— start Records to process —

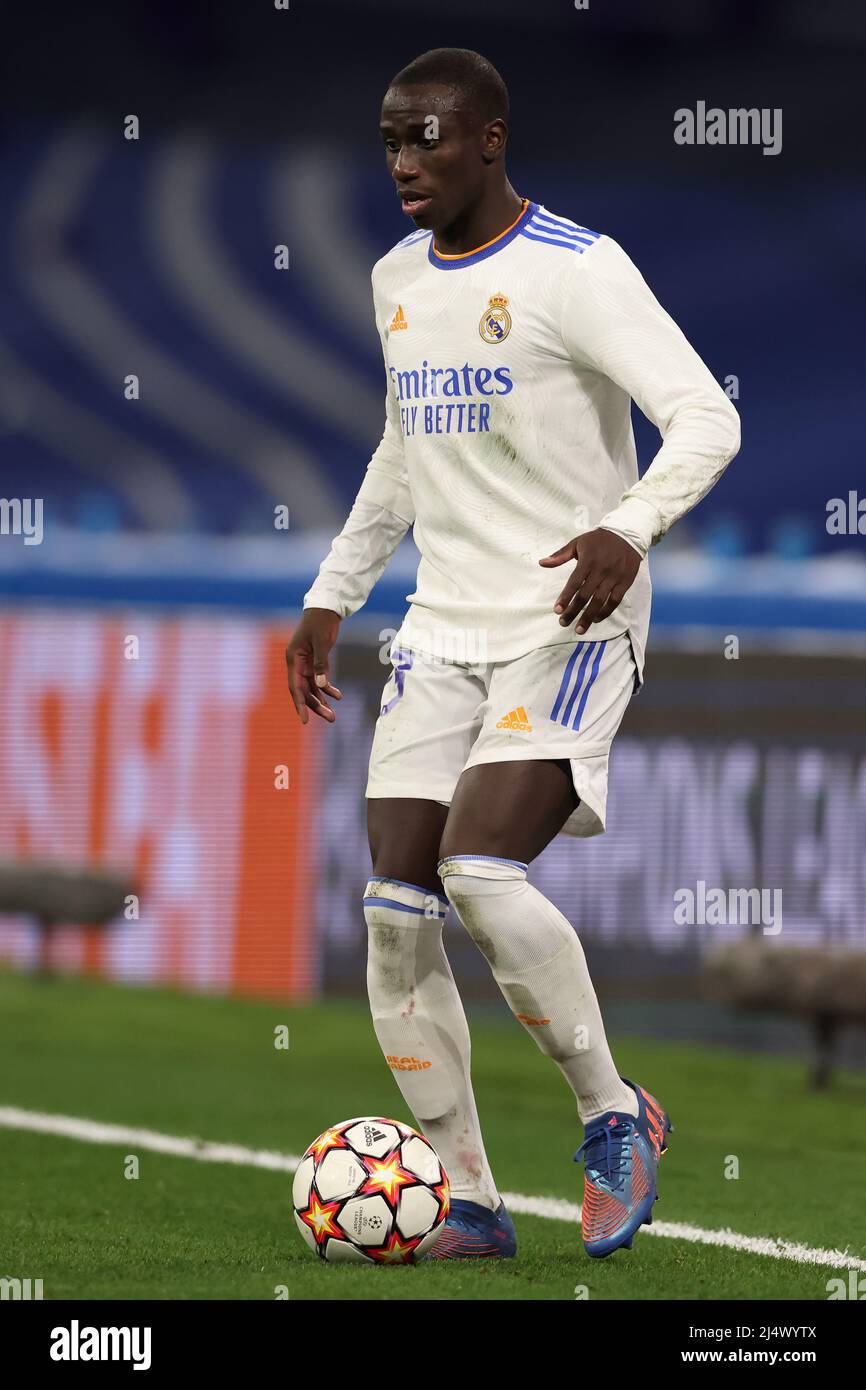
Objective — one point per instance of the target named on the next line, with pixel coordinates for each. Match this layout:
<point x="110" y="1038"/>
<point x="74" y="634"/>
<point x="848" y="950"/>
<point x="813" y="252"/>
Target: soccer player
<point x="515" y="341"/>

— end Records to process —
— start Records to process —

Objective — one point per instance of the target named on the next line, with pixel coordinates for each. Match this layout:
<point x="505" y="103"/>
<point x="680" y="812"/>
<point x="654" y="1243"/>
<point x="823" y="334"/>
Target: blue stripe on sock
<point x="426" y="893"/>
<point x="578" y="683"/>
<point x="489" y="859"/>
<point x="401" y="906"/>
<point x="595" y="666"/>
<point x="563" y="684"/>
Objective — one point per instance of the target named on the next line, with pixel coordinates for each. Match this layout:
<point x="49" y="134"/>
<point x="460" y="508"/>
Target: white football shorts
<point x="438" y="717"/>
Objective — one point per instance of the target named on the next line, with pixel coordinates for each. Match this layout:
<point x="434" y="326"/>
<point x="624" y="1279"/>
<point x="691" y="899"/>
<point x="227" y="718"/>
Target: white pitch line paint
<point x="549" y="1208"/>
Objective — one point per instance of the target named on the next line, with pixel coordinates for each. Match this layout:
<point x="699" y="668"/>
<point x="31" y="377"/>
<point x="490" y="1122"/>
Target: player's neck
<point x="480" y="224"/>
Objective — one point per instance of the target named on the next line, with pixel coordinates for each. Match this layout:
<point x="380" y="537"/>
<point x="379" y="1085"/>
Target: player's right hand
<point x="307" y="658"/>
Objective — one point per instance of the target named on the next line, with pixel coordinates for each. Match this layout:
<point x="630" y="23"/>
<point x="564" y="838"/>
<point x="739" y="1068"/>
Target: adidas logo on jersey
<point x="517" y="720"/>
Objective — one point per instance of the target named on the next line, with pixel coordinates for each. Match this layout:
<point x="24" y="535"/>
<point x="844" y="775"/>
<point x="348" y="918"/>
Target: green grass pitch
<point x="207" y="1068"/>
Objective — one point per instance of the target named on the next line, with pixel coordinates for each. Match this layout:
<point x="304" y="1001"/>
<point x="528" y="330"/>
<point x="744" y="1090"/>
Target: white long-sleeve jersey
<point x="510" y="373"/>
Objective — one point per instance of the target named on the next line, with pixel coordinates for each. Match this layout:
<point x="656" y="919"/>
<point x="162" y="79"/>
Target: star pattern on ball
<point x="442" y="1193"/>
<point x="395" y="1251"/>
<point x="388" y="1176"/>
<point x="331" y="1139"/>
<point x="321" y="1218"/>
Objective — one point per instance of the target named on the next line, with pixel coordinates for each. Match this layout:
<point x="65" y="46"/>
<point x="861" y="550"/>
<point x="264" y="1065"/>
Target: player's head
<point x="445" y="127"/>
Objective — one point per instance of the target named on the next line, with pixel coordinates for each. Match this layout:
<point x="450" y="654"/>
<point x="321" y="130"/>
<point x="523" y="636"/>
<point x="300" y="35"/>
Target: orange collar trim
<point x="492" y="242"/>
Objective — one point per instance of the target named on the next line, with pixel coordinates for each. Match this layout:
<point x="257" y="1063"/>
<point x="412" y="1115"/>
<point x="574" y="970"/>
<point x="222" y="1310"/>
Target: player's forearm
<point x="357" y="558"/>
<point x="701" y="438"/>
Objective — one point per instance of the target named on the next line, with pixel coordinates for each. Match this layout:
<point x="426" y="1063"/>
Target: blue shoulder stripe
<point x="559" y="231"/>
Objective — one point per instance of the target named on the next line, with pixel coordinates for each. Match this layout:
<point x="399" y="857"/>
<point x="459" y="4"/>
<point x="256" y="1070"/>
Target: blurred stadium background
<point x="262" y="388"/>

— end Records to process —

» **What the task asks**: Please report every line of the items above that contains the word "blue", copying each one in full; case counts.

» **Output below**:
Target: blue stripe on sock
Target: blue shoulder stripe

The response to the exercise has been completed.